▶ **Requirement A**
Convert the stretch of the records from the line containing "Keypoint placement rule: for each instance of the climbing" through the end of the records into a JSON list of strings, with one string per line and blank lines omitted.

What is EOF and how to trigger it?
Tl;dr
You can generally "trigger EOF" in a program running in a terminal with a CTRL+D keystroke right after the last input flush.
What does EOF mean? How can I trigger it?
EOF means End-Of-File.
"Triggering EOF" in this case roughly means "making the program aware that no more input will be sent".
In this case, since getchar()
will return a negative number if no character is read, the execution is terminated.
But this doesn't only apply to your specific program, it applies to many different tools.
In general "triggering EOF" can be done with a CTRL+D keystroke right after the last input flush (i.e. by sending an empty input).
For example with cat
:
% cat >file # Hit ENTER
foo # Hit ENTER and CTRL+D
%
What's happening under the hood when hitting CTRL+D is that the input typed since the last input flush is flushed; when this happens to be an empty input the read()

[Data extracted from a collection]

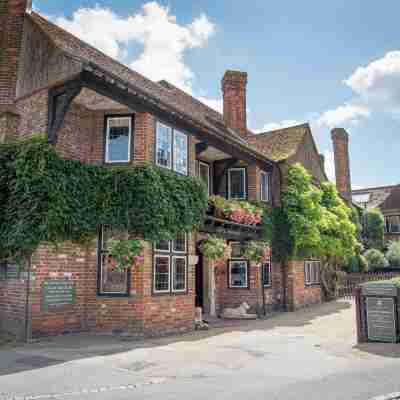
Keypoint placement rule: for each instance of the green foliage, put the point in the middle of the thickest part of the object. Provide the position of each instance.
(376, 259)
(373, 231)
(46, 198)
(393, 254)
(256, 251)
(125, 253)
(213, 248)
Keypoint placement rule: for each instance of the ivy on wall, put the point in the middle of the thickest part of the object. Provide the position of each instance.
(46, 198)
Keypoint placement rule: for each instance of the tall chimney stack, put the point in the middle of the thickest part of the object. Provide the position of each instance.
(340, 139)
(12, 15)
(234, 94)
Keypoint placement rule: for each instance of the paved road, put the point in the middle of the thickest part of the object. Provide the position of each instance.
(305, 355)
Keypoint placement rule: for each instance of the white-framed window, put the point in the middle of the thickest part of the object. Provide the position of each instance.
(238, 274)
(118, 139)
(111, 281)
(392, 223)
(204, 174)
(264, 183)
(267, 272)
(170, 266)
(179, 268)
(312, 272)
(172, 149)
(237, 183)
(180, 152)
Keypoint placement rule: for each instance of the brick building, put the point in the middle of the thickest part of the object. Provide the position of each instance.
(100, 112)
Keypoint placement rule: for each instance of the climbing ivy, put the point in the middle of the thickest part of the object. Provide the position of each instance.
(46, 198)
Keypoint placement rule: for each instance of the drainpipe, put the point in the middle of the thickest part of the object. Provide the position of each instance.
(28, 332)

▶ **Requirement B**
Answer these questions using the EOF thread:
(i) What does EOF stand for?
(ii) Which keystroke generally triggers EOF in a terminal, and when must it be pressed?
(iii) Which tool does the thread use as its example?

▶ **Full answer A**
[
  "Keypoint placement rule: for each instance of the climbing ivy, put the point in the middle of the thickest part of the object. Provide the position of each instance.",
  "(46, 198)",
  "Keypoint placement rule: for each instance of the drainpipe, put the point in the middle of the thickest part of the object. Provide the position of each instance.",
  "(28, 332)"
]

▶ **Full answer B**
(i) End-Of-File.
(ii) CTRL+D, pressed right after the last input flush.
(iii) cat.